## INFORMATION SUPPLIED
====================
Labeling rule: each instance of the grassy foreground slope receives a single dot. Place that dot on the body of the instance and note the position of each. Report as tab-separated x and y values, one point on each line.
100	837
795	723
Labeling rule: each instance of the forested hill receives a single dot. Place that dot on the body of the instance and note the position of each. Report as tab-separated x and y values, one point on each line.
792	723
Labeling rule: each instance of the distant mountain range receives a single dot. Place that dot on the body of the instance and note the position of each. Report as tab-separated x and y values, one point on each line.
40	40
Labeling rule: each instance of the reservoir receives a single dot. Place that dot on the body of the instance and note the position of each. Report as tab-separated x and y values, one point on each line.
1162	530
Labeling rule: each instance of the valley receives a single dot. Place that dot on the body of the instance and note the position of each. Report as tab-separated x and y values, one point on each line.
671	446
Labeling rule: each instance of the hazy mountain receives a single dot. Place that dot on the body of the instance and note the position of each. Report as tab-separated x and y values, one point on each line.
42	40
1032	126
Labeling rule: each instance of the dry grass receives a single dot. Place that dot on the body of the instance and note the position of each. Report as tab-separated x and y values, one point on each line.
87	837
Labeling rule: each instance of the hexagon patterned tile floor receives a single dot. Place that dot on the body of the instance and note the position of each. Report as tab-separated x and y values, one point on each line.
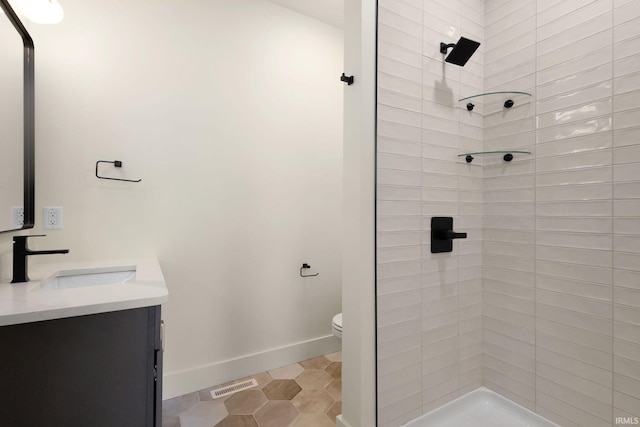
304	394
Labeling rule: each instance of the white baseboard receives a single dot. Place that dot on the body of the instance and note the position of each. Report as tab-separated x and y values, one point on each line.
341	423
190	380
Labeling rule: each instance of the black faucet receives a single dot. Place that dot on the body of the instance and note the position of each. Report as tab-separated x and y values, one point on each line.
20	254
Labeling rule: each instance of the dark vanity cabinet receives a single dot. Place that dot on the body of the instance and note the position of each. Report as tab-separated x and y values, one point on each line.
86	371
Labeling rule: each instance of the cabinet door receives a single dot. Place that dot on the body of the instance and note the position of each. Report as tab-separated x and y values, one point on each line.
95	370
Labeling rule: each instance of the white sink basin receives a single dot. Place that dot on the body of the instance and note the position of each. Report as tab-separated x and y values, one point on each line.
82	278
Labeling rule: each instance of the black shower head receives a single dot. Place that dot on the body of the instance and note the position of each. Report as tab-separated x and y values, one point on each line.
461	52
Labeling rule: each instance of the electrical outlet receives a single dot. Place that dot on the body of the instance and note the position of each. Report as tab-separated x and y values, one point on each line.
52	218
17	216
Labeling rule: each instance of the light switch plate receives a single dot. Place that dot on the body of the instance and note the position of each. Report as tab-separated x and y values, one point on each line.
====================
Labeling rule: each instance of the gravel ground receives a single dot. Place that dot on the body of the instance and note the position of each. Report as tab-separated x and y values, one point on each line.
====================
Rewrite the rows between the lines holding "Labeling rule: each instance of the hexagon" and "Labeling rule: each instance of the light", inclusive, with "white" changed to "cream" and everything else left as it is. Leave the pictures out of your answer.

## WRITTEN ANSWER
Labeling rule: each instance of the hexagon patterned tile floor receives a single dot. Place that dot on the body of the instance and note the position of each. Report as tab-separated x and y values, one point on each line.
304	394
Labeling rule: each instance of the cream baseboard receives a single dot. Place that dot on the body of the instance and note the position of each. Report as tab-separated x and y values, one point on each line.
341	423
190	380
Labeling rule: each instance of the black faucet receives a single dot. Place that dot on the body of the instance and note the position of each. Report as tab-separated x and y values, one point on each line.
20	254
Labeling rule: each instance of the dark vanity cabinet receives a single dot. Place that dot on the body of the instance and note the position of each. Report as tab-separated x and y values, one point on each line.
86	371
Labeling rule: each instance of the cabinet door receives a single dot. Place that dot on the body of the instance and note the position of each. Report as tab-separated x and y values, one point on each line.
95	370
Labeling rule: each instance of the cream sink basin receives a single dot. Place that dot on the body of the instance and note the position of each. Report as tab-separated x and y values, one point on each line.
82	278
Labeling rule: each instance of the black shower head receives a single dot. Place that dot on the body of the instance and note the position of each. Report as tab-separated x and y values, one point on each line.
461	52
Labeling rule: each instance of the electrical outlet receives a single dot. Place that dot on the body of the instance and note the position of each. Report as tab-separated x and y values, one point on each line.
52	218
17	216
Labeling rule: each instance of the light switch plate receives a single dot. Place that dot on the body of the instance and note the position of each. Report as tab-separated x and y values, one point on each line.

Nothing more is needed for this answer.